▶ **Instruções do exercício**: Transcreva sem alterações a parte do texto sobre o romance Tocaia Grande que começa em "Mas ao contrário" e segue até "Grande, futuramente Irisópolis.".

▶ **Trecho do texto**:
※ ※ ※
Quando
Jorge Amado publicou o romance “Tocaia Grande”, em 1984, já era um escritor
consagrado no Brasil e no exterior.
Livros
como Capitães de Areia, Gabriela Cravo e
Canela, Dona Flor e Seus Dois Maridos, Tereza Batista Cansada da Guerra, Tenda dos Milares, Seara Vermelha, Mar Morto e
Tieta do Agreste transformaram o autor baiano num fenômeno literário, capaz
de viver só da renda dos seus livros, fato raro no Brasil, pelo menos até os anos 80.
“Tocaia
Grande”, portanto, é obra de um escritor maduro, capaz de “brincar” com as
palavras e seguir caminhos em que um neófito poderia fracassar de forma
retumbante.
Amado,
ao contrário, brindou os que amam uma boa prosa literária com mais um romance
notável, no mesmo nível dos famosos “Gabriela”, “Dona Flor”, “Tieta” ou “Capitães
de Areia”.
Em
“Tocaia Grande”, no entanto, o escritor baiano adotou uma técnica diferenciada
dos romances anteriores, embora o estilo permaneça o mesmo, com uma prosa
poética que revela uma profunda simpatia pelas mulheres do povo, os
trabalhadores autônomos, os desvalidos, os explorados de todo o tipo, como as
prostitutas.
Mas ao contrário de Gabriela, Tieta ou Tereza Batista, onde foca na personagem principal,
construindo a imagem de mulheres ingênuas, empreendedoras, corajosas e muitos
sensuais, em “Tocaia” o mais importante é a cidade que nasce, a partir de um
descampado que vira arruado, depois vila até se tornar um município importante
da Bahia.
Neste
“mundo pequeno” que se torna grande e universal graças ao talento do escritor,
há uma farta multiplicidade de personagens, todos importantes na formação da
cidade, chamada primeiro Tocaia Grande, futuramente Irisópolis.
※ ※ ※
▶ **Dados armazenados**:
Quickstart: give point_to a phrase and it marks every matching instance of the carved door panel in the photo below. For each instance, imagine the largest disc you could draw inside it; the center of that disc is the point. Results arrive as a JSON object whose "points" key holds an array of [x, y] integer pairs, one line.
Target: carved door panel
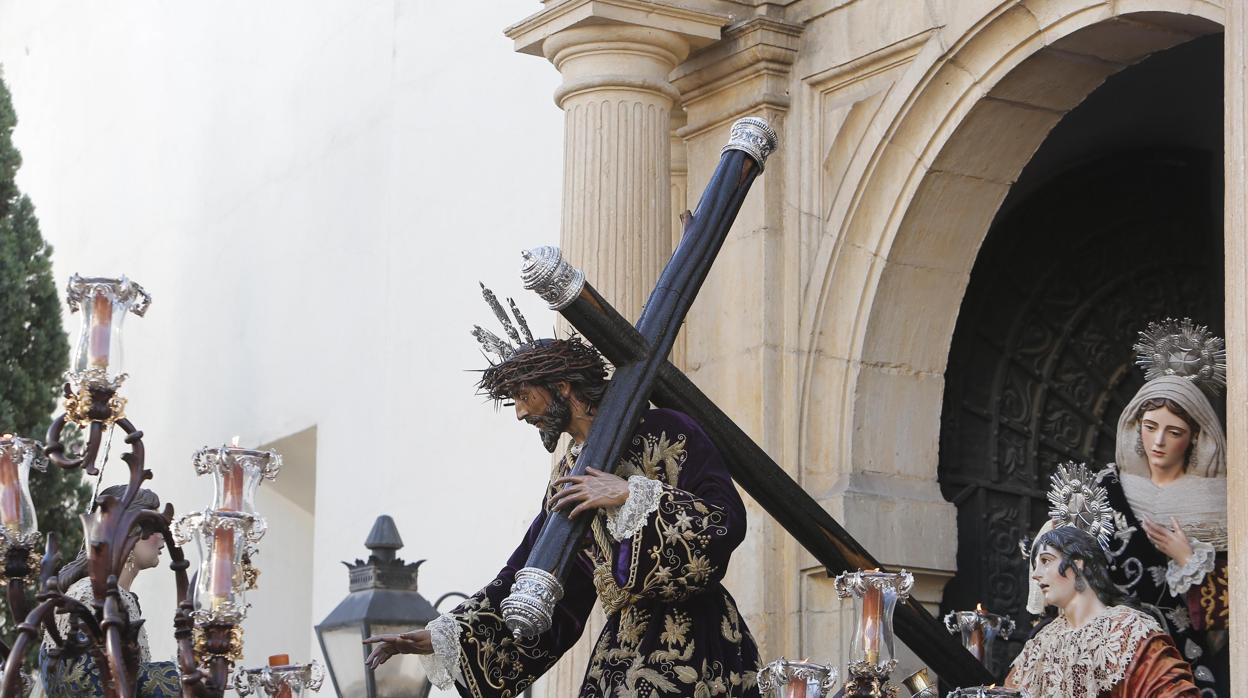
{"points": [[1041, 365]]}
※ ※ ※
▶ **Resposta do exercício**:
Mas ao contrário de Gabriela, Tieta ou Tereza Batista, onde foca na personagem principal,
construindo a imagem de mulheres ingênuas, empreendedoras, corajosas e muitos
sensuais, em “Tocaia” o mais importante é a cidade que nasce, a partir de um
descampado que vira arruado, depois vila até se tornar um município importante
da Bahia.
Neste
“mundo pequeno” que se torna grande e universal graças ao talento do escritor,
há uma farta multiplicidade de personagens, todos importantes na formação da
cidade, chamada primeiro Tocaia Grande, futuramente Irisópolis.